● **Written instruction**:
Summarize the biographical note on Weining Qian in two sentences.

● **Document segment**:
+ + + +

Weining Qian is currently an assistant professor of computer science at Fudan University, Shanghai, China. He received his M.S. and Ph.D. degrees in computer science from Fudan University in 2001 and 2004, respectively. He was supported by a Microsoft Research Fellowship when he was doing the research presented in this paper, and he is supported by the Shanghai Rising Star Program. His research interests include data mining for very large databases, data stream query processing and mining and peer-to-peer computing.

+ + + +

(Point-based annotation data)
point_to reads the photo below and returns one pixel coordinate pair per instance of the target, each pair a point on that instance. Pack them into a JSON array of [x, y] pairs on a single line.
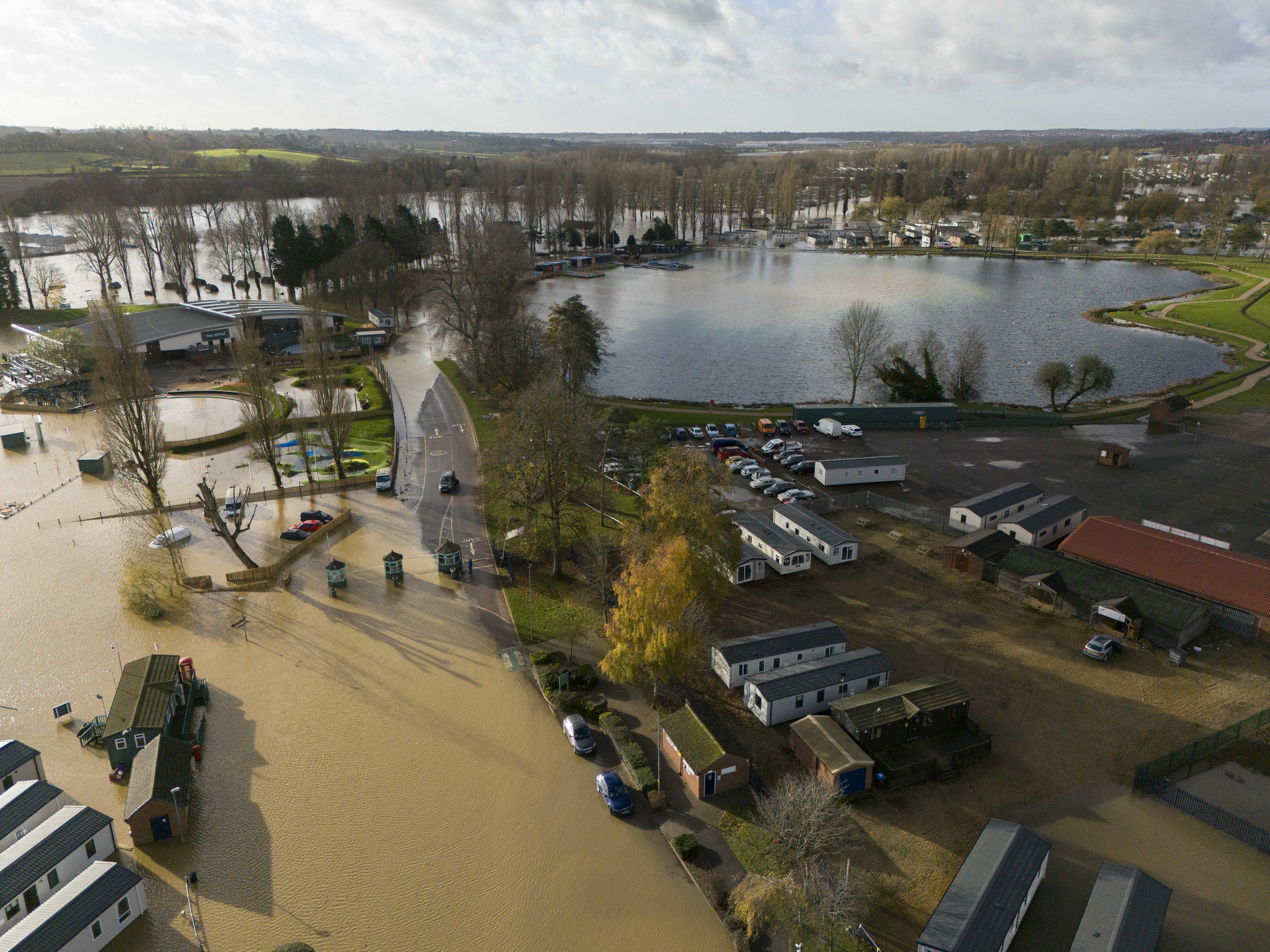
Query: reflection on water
[[754, 325]]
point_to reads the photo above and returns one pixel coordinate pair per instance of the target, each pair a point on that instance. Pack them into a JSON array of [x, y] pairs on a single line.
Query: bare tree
[[332, 400], [860, 337]]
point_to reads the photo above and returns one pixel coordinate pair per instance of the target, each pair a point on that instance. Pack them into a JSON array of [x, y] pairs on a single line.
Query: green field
[[46, 163], [279, 155]]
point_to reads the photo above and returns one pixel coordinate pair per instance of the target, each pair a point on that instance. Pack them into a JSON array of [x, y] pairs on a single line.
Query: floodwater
[[373, 780], [755, 324]]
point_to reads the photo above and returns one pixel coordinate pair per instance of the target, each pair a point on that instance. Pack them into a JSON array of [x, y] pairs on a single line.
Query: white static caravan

+ + + +

● **Solution**:
Weining Qian is an assistant professor of computer science at Fudan University in Shanghai, where he earned his M.S. in 2001 and his Ph.D. in 2004, and he was supported by a Microsoft Research Fellowship during the research in the paper and is supported by the Shanghai Rising Star Program. His research interests are data mining for very large databases, data stream query processing and mining, and peer-to-peer computing.